Given exercise:
Go to the line that contains "One dot per instance of the road" and extract it along with every line after it, exactly, through the end of the data below.

Data for this exercise:
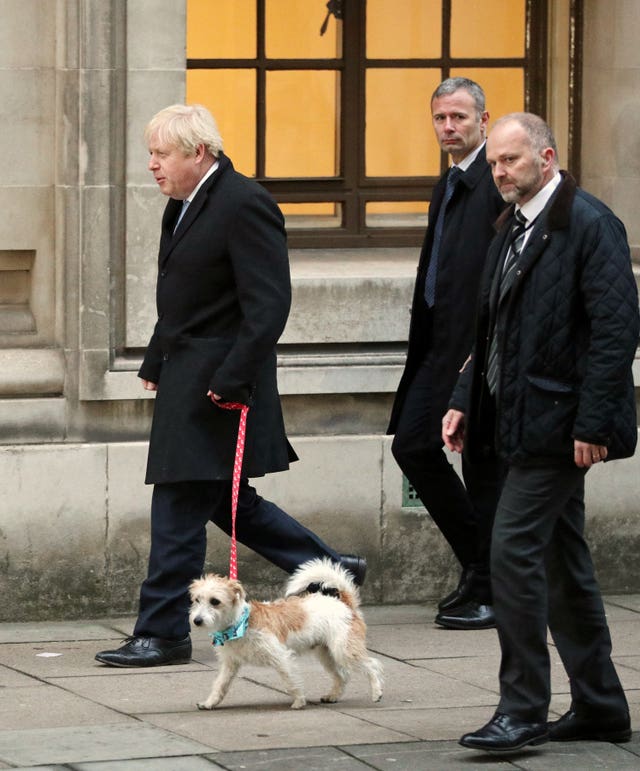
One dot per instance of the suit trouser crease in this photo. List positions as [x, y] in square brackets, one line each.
[463, 512]
[180, 512]
[542, 574]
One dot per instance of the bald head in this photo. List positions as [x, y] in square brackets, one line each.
[521, 151]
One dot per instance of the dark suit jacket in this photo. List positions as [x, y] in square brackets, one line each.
[223, 297]
[447, 330]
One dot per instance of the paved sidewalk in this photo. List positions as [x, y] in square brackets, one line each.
[61, 709]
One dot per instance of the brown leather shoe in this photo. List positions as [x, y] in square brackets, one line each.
[147, 652]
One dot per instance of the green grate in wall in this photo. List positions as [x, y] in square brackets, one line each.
[410, 499]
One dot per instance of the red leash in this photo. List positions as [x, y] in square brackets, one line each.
[235, 483]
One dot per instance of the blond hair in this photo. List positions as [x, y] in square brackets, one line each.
[185, 126]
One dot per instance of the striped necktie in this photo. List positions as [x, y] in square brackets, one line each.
[516, 240]
[430, 282]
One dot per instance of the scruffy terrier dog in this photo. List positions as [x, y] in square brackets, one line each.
[319, 613]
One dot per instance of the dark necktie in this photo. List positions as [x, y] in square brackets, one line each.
[516, 240]
[185, 203]
[430, 283]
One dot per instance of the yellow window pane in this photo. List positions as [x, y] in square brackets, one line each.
[503, 88]
[394, 214]
[230, 95]
[302, 131]
[221, 29]
[292, 30]
[399, 137]
[404, 29]
[488, 29]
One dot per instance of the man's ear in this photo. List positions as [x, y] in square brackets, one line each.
[548, 158]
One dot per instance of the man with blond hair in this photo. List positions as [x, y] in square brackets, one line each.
[223, 296]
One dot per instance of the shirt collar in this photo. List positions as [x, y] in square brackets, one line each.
[469, 159]
[208, 173]
[531, 209]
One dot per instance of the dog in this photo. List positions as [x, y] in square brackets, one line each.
[319, 612]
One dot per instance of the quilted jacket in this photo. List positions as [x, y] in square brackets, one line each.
[570, 332]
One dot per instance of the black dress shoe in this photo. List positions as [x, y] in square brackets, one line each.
[572, 727]
[506, 734]
[357, 566]
[471, 615]
[461, 594]
[147, 652]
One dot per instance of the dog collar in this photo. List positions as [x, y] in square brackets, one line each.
[234, 632]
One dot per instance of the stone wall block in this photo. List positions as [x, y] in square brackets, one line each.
[52, 536]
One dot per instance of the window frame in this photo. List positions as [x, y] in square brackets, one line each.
[351, 188]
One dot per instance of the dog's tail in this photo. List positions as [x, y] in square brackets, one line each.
[325, 577]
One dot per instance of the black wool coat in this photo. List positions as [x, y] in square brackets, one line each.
[446, 332]
[571, 328]
[223, 296]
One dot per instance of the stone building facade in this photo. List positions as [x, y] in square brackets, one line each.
[78, 246]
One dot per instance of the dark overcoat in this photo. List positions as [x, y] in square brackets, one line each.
[570, 332]
[446, 332]
[223, 297]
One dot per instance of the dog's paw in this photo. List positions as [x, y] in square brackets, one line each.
[206, 705]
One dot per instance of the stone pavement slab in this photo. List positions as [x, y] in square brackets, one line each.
[77, 744]
[60, 709]
[270, 727]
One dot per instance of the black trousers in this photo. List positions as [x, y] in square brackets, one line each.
[179, 514]
[542, 575]
[463, 511]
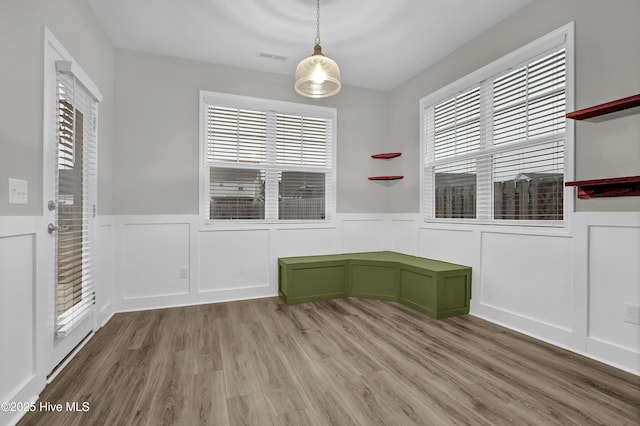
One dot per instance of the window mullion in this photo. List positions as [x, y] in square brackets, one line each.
[483, 163]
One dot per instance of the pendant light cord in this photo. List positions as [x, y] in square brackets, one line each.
[317, 21]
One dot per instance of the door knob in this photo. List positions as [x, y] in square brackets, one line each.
[53, 228]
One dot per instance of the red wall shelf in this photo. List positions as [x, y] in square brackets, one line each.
[612, 187]
[385, 177]
[606, 108]
[386, 155]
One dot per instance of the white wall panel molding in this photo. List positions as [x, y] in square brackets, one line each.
[234, 260]
[527, 275]
[225, 262]
[105, 269]
[361, 233]
[541, 282]
[19, 361]
[153, 258]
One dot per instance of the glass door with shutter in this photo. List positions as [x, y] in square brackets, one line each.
[72, 211]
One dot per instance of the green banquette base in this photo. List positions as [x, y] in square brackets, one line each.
[435, 288]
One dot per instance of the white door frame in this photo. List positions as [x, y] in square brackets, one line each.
[51, 350]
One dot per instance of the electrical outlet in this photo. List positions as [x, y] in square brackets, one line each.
[18, 191]
[184, 272]
[631, 314]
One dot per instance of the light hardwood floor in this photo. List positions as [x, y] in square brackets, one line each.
[343, 362]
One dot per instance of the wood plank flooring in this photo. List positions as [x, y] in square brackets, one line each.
[343, 362]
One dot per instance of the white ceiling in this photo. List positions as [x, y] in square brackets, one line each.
[378, 44]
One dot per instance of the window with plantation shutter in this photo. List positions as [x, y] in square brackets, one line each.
[495, 142]
[266, 160]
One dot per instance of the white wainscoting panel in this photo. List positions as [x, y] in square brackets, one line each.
[455, 246]
[152, 257]
[104, 270]
[233, 259]
[403, 236]
[529, 276]
[614, 271]
[305, 241]
[17, 316]
[359, 234]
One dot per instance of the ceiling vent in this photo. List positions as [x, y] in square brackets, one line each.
[273, 56]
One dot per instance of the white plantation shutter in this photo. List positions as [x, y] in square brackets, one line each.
[266, 161]
[530, 101]
[495, 151]
[236, 135]
[76, 204]
[301, 140]
[457, 125]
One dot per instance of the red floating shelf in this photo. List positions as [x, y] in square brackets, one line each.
[387, 155]
[385, 177]
[611, 187]
[606, 108]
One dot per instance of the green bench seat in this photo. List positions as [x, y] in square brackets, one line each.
[435, 288]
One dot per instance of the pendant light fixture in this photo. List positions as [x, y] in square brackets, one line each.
[317, 76]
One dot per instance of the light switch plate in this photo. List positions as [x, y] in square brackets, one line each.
[18, 190]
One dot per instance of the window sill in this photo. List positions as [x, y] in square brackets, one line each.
[554, 228]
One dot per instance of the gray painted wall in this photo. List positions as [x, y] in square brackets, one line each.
[149, 130]
[607, 68]
[157, 109]
[22, 25]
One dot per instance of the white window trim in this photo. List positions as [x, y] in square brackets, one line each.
[563, 35]
[235, 101]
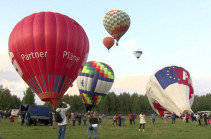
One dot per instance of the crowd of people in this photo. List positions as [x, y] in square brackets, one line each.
[92, 119]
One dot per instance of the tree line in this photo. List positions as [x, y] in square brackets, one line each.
[123, 103]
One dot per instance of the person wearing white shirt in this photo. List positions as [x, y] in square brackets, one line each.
[62, 125]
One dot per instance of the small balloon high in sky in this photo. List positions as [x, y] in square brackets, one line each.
[116, 23]
[94, 82]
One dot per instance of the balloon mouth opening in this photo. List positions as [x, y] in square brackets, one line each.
[89, 107]
[52, 97]
[186, 110]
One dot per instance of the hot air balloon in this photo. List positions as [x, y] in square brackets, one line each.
[116, 23]
[48, 50]
[108, 42]
[137, 53]
[170, 90]
[94, 82]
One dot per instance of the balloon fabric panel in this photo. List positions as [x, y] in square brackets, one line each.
[93, 75]
[116, 22]
[46, 46]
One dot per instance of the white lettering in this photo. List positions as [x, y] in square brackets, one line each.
[33, 55]
[70, 56]
[185, 75]
[15, 64]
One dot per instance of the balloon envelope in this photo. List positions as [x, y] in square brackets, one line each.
[48, 50]
[170, 90]
[137, 53]
[94, 82]
[116, 23]
[108, 42]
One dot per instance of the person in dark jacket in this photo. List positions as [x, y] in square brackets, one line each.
[93, 124]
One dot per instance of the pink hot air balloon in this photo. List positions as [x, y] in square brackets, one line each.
[48, 50]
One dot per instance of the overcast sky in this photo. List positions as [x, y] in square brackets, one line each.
[168, 32]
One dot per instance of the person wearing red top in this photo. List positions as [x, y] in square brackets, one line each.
[131, 118]
[187, 117]
[115, 119]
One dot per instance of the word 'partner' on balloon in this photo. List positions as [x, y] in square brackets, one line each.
[33, 55]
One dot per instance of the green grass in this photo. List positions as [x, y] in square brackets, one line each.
[159, 130]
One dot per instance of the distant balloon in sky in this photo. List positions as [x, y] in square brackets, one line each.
[170, 89]
[94, 82]
[48, 50]
[116, 23]
[137, 53]
[108, 42]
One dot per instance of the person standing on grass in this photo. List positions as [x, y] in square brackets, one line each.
[186, 117]
[22, 117]
[0, 117]
[153, 118]
[165, 117]
[62, 125]
[28, 118]
[93, 125]
[131, 118]
[142, 121]
[134, 118]
[119, 120]
[53, 120]
[205, 119]
[173, 117]
[114, 119]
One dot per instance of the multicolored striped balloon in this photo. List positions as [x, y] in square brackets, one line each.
[116, 22]
[94, 82]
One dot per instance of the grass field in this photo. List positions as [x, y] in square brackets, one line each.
[160, 130]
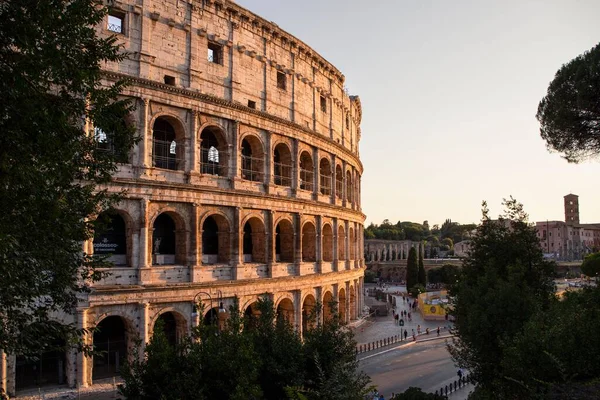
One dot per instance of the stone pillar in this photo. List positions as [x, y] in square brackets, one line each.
[144, 266]
[145, 145]
[83, 362]
[3, 372]
[236, 252]
[196, 243]
[144, 309]
[319, 244]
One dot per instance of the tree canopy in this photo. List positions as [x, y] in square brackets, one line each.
[50, 164]
[504, 282]
[569, 114]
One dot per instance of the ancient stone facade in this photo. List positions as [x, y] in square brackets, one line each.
[246, 181]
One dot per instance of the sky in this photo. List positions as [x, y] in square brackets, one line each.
[449, 92]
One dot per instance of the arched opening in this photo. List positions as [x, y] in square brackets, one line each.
[252, 159]
[111, 239]
[327, 243]
[306, 171]
[352, 244]
[309, 241]
[167, 148]
[285, 311]
[309, 313]
[251, 315]
[254, 241]
[174, 327]
[353, 314]
[328, 306]
[215, 240]
[349, 189]
[48, 368]
[213, 152]
[165, 241]
[342, 304]
[325, 178]
[282, 165]
[339, 182]
[110, 346]
[341, 243]
[284, 241]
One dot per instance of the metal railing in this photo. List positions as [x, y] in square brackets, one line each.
[306, 179]
[282, 174]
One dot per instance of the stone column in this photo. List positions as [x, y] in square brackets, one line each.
[319, 242]
[144, 266]
[3, 372]
[83, 362]
[196, 243]
[143, 309]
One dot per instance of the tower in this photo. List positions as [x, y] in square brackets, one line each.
[572, 209]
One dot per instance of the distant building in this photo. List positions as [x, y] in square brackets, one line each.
[568, 240]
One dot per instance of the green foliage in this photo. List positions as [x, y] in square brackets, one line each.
[557, 348]
[422, 277]
[265, 359]
[569, 112]
[50, 78]
[412, 269]
[591, 265]
[503, 283]
[447, 274]
[414, 393]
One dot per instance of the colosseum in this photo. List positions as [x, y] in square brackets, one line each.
[246, 181]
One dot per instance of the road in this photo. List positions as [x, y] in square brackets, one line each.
[426, 365]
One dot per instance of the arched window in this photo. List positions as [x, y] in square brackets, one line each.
[252, 159]
[215, 240]
[339, 182]
[306, 171]
[282, 165]
[213, 155]
[164, 240]
[111, 239]
[165, 151]
[325, 176]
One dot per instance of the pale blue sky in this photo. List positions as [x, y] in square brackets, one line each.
[449, 91]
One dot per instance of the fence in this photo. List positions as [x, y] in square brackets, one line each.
[453, 387]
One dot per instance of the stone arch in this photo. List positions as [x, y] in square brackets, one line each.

Solution to this task:
One dot per instance of the road in this photo. List positions as [x, y] in square brackets, one line each.
[426, 365]
One dot per instance of the arched window in this photo. List positions as [x, y] in square brackets, one line each.
[252, 159]
[215, 240]
[339, 182]
[306, 171]
[282, 165]
[213, 155]
[164, 240]
[111, 239]
[165, 151]
[325, 176]
One dot per instance of the pale blue sky in this photo. List positions as [x, y] in square brackets, one line each.
[449, 91]
One dot per instance of the fence in this photo. List positions as [x, y] in square brackets, one line each.
[453, 387]
One dot per instance of the stone arch in this photo. List positions as [x, y] in square brackets, one line each.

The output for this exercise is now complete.